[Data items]
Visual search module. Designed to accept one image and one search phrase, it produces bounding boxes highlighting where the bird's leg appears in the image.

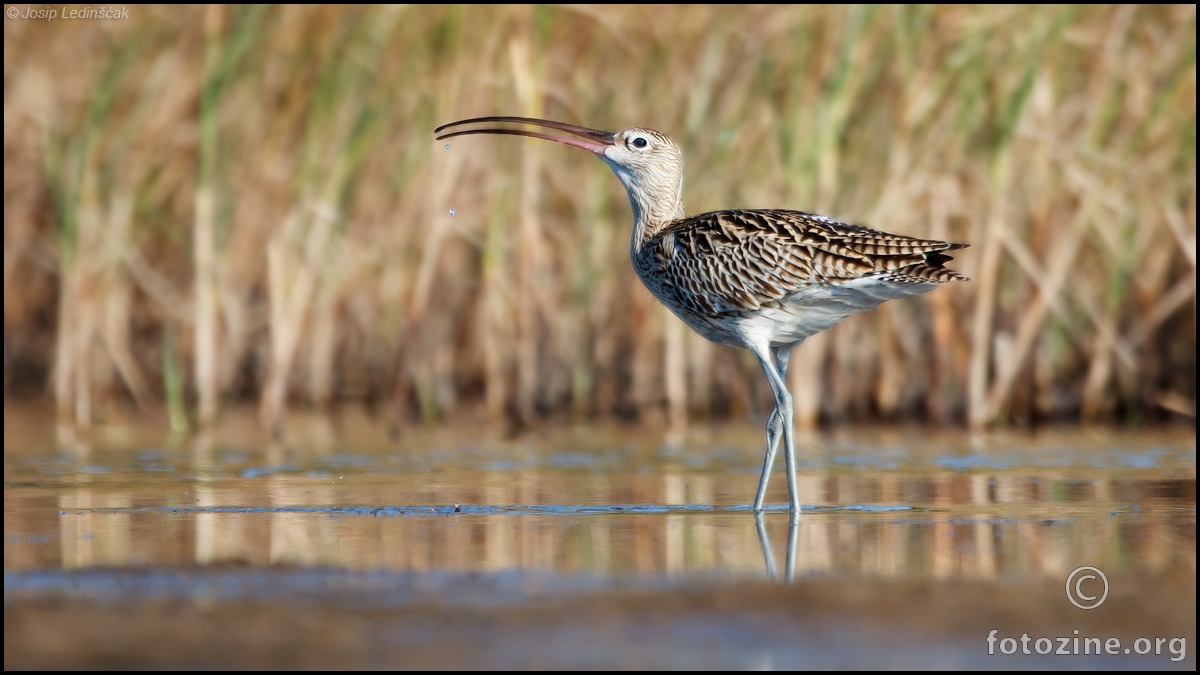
[752,348,792,513]
[754,513,779,581]
[746,342,800,522]
[784,520,800,584]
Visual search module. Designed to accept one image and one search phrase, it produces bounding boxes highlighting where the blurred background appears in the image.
[4,5,1196,429]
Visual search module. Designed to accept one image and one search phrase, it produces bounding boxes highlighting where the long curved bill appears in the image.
[433,117,617,156]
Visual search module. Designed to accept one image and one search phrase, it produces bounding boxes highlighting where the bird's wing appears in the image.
[646,209,966,313]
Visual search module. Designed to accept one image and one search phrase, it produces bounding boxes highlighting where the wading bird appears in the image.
[434,117,966,522]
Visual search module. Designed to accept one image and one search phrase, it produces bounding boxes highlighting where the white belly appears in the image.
[672,279,937,347]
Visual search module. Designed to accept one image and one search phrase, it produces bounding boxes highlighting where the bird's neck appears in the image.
[625,181,684,255]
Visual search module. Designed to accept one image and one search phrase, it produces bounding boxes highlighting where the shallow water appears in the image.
[4,408,1195,668]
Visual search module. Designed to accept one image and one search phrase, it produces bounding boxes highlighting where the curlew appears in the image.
[434,117,966,524]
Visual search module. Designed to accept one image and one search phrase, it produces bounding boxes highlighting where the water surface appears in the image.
[4,408,1195,668]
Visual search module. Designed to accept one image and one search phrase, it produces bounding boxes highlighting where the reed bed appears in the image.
[4,6,1196,428]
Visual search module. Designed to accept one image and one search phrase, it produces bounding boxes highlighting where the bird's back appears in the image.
[634,209,966,345]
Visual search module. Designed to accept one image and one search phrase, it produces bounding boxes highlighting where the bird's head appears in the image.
[433,117,683,223]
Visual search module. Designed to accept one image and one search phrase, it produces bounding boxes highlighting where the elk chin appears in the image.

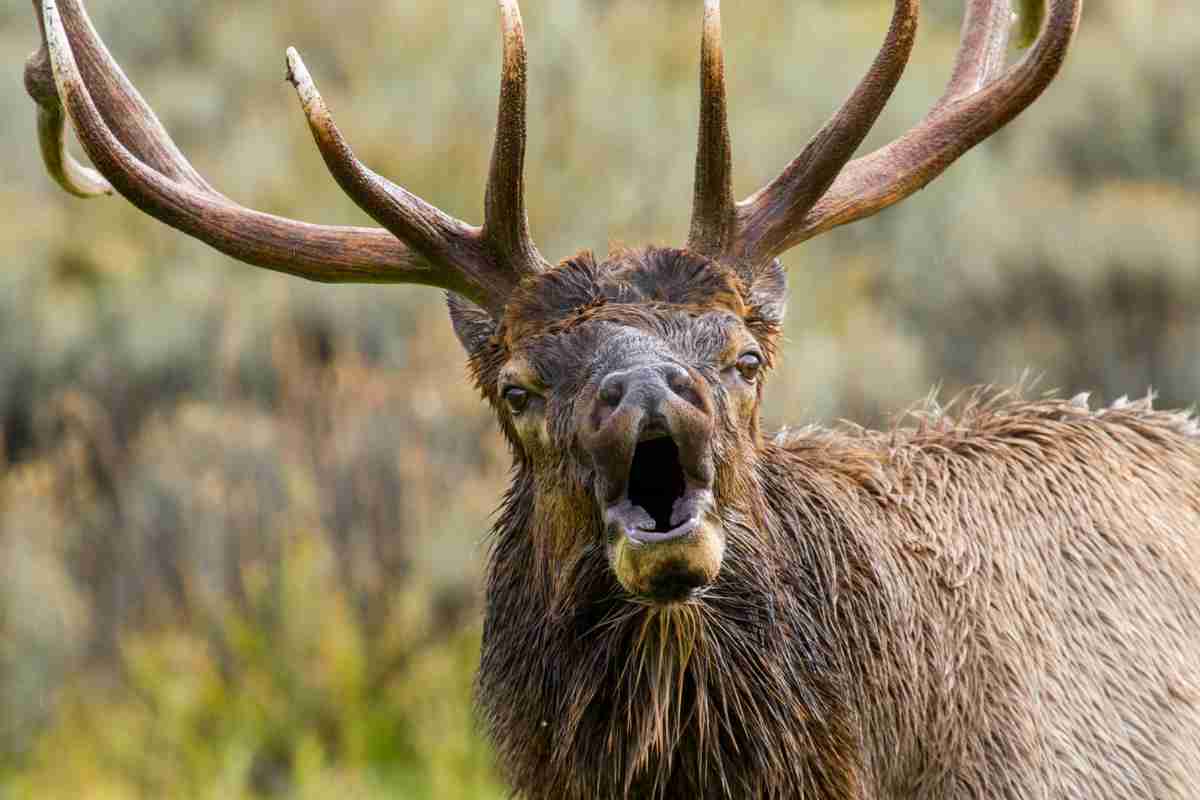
[608,513,725,604]
[605,474,725,604]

| BRIEF |
Reproduce the listing above verbatim, from the line containing "chin appears in the image." through the end of the listing, with both ends included. Leave the pictures out of the output.

| EXERCISE OUTPUT |
Visual search module. Designed to accept one image and one search phrase, it produces bounding boxes highlighting where the elk chin appears in the image.

[608,513,725,604]
[605,474,725,604]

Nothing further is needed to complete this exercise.